** Begin MATERIAL SUPPLIED **
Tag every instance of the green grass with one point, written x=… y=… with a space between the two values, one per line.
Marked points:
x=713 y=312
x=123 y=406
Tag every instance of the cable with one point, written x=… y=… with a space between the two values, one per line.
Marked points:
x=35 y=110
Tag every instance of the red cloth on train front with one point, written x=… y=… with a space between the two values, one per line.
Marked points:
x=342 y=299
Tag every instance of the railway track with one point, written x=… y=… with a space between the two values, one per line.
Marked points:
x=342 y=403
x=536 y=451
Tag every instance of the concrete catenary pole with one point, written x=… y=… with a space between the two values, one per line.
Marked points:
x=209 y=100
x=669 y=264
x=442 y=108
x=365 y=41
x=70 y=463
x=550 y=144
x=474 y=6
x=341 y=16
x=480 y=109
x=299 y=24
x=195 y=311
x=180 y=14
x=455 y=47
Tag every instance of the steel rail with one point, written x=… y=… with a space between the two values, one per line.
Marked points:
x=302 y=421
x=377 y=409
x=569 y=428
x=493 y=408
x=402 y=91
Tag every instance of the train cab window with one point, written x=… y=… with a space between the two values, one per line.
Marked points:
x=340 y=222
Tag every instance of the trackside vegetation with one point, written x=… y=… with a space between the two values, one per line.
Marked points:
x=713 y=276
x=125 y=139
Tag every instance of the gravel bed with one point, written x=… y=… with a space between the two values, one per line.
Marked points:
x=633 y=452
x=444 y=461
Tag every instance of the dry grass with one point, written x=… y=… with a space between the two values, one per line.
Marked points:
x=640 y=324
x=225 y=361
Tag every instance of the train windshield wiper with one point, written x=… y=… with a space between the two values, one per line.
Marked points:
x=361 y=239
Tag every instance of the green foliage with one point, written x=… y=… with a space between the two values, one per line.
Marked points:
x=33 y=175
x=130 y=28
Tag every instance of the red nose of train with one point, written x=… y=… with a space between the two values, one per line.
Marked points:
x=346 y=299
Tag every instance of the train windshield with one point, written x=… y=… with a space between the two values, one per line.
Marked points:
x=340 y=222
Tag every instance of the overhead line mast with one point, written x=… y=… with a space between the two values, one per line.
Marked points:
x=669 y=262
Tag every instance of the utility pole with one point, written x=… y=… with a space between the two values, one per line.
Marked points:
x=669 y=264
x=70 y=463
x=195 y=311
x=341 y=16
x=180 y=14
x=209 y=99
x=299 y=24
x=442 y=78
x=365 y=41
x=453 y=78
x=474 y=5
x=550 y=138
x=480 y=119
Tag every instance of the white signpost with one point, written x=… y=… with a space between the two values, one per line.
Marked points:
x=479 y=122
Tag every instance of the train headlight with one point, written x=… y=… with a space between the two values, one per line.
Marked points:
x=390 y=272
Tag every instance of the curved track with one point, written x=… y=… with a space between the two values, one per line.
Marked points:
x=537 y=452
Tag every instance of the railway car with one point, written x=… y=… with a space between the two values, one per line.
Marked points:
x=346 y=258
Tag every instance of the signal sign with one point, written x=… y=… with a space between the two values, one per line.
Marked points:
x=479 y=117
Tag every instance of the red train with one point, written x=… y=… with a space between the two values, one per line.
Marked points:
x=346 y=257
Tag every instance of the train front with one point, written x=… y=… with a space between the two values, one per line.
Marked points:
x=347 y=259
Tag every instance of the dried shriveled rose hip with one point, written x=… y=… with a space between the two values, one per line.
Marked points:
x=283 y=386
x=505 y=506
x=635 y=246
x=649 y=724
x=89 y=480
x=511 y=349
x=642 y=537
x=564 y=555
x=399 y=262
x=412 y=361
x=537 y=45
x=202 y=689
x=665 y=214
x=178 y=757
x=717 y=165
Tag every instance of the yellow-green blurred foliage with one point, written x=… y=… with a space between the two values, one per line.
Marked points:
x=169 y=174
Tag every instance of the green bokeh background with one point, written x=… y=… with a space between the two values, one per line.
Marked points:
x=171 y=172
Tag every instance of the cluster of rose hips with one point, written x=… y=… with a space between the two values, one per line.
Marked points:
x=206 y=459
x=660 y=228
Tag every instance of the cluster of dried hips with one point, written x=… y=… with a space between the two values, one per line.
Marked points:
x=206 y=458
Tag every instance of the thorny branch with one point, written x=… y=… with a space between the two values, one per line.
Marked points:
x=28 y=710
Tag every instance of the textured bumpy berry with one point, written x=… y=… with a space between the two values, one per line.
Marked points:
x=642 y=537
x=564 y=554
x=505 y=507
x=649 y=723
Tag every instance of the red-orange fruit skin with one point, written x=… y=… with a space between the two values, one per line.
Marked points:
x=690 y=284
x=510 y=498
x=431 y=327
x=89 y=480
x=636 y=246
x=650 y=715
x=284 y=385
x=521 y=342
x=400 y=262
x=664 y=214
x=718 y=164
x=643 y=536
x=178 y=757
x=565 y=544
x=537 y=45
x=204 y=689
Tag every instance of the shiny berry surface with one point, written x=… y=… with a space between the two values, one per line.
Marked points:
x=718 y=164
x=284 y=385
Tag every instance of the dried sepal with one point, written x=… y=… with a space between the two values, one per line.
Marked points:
** End MATERIAL SUPPLIED **
--- TASK STATEMENT ---
Repeat all of the records above exactly as written.

--- RESULT BELOW ---
Tag every instance of the green grass with one point, written x=… y=… with a space between the two values, one per line.
Marked points:
x=713 y=312
x=123 y=406
Tag every instance of the cable with one point, written x=… y=… with a space between the two values, one per line.
Marked points:
x=35 y=110
Tag every instance of the red cloth on train front with one point, written x=… y=… with a space between the two values, one per line.
Marked points:
x=342 y=299
Tag every instance of the railway track with one point, written x=… y=… with a space between the two values, one per line.
Marked points:
x=342 y=403
x=536 y=451
Tag every instance of the concrete catenary pole with one point, written x=… y=… with a space between the two values, one per line.
Marked points:
x=209 y=100
x=669 y=264
x=442 y=108
x=365 y=41
x=70 y=463
x=550 y=144
x=474 y=6
x=341 y=16
x=480 y=109
x=299 y=24
x=195 y=311
x=180 y=14
x=455 y=47
Tag every instance of the steel rail with one point, written x=… y=… with a space between the two values, one per line.
Marked points:
x=302 y=421
x=377 y=409
x=569 y=428
x=493 y=408
x=402 y=91
Tag every instance of the train cab window with one point, written x=… y=… with a space between the two values, one per line.
Marked points:
x=340 y=222
Tag every instance of the trackside vegetation with one point, written x=… y=… with a space between the two values, one per line.
Marked points:
x=713 y=276
x=125 y=139
Tag every instance of the gravel bed with one point, written x=… y=… with a space between the two values, one per line.
Marked points:
x=633 y=452
x=444 y=461
Tag every instance of the dry grass with one point, written x=… y=… with a space between the two values, one per line.
Marked points:
x=640 y=324
x=225 y=361
Tag every instance of the train windshield wiper with one point, written x=… y=… with a space between the two values, one per line.
Marked points:
x=361 y=239
Tag every instance of the green foliage with one point, written x=… y=… with a space between the two values, one per line.
Marked points:
x=33 y=175
x=130 y=28
Tag every instance of the red nose of train with one point, written x=… y=… with a space between the two values, one per line.
Marked points:
x=346 y=299
Tag every instance of the train windshield with one point, written x=… y=… with a space between the two values, one per line.
Marked points:
x=340 y=222
Tag every instance of the overhead line mast with one point, written x=… y=… with a space between the two values, one per line.
Marked points:
x=669 y=262
Tag every instance of the utility pole with one point, written x=… y=… with a space between the two values, one per line.
Marked points:
x=669 y=264
x=70 y=463
x=195 y=311
x=341 y=16
x=180 y=14
x=209 y=99
x=299 y=24
x=442 y=78
x=365 y=41
x=453 y=78
x=474 y=5
x=550 y=138
x=480 y=119
Tag every instance of the white signpost with one point, written x=… y=… with a space between the two values, one per line.
Marked points:
x=479 y=122
Tag every instance of the train headlight with one point, written x=… y=… with a space between the two values, one per line.
Marked points:
x=390 y=272
Tag every instance of the curved track with one point, written x=… y=… with a space between the two values, one per line.
Marked points:
x=537 y=452
Tag every instance of the railway car with one point, written x=… y=… with a space between the two values, one per line.
Marked points:
x=346 y=258
Tag every instance of the signal sign with one point, written x=… y=… with a space between the two values, one per line.
Marked points:
x=479 y=117
Tag every instance of the red train with one point, written x=… y=… with a space between the two values, one per line.
Marked points:
x=346 y=257
Tag every instance of the train front with one point, written x=… y=… with a space between the two values, one per line.
Marked points:
x=347 y=259
Tag every instance of the dried shriveled rose hip with one point, written x=… y=… with a space between the two values, one per line.
Marked points:
x=283 y=386
x=505 y=506
x=635 y=246
x=649 y=724
x=89 y=480
x=511 y=349
x=642 y=537
x=564 y=555
x=399 y=262
x=412 y=361
x=537 y=45
x=202 y=689
x=665 y=214
x=178 y=757
x=717 y=165
Tag every instance of the yellow-green blurred foliage with one point, written x=… y=… with a space between the two values, one per line.
Marked points:
x=169 y=174
Tag every instance of the green bokeh background with one point, written x=… y=… with a space between the two values, one per line.
Marked points:
x=171 y=172
Tag every instance of the cluster of rose hips with one point, written x=… y=… with a space between the two values, one per line.
Marked points:
x=206 y=459
x=660 y=228
Tag every instance of the cluster of dried hips with one point, written x=… y=… with a space between the two values, one per line.
Marked points:
x=206 y=458
Tag every instance of the thorny branch with one point, written x=… y=… with a space between the two values, one per line.
Marked points:
x=28 y=710
Tag every instance of the textured bumpy berry with one point, written x=… y=… with a space between the two values, one per line.
Marked points:
x=642 y=537
x=564 y=554
x=505 y=507
x=649 y=723
Tag every instance of the red-orange fruit skin with one point, written x=… y=… with a space between the two values, one per line.
Marked points:
x=690 y=284
x=510 y=498
x=431 y=327
x=89 y=480
x=636 y=246
x=650 y=715
x=284 y=385
x=521 y=342
x=400 y=262
x=664 y=214
x=718 y=164
x=643 y=536
x=178 y=757
x=565 y=544
x=537 y=45
x=204 y=689
Tag every instance of the shiny berry surface with one point, written x=… y=… with a space between the two values, one per line.
Marked points:
x=718 y=164
x=284 y=385
Tag every instance of the dried sepal with one point, written x=… y=… with a space between the two values, one per line.
Marked points:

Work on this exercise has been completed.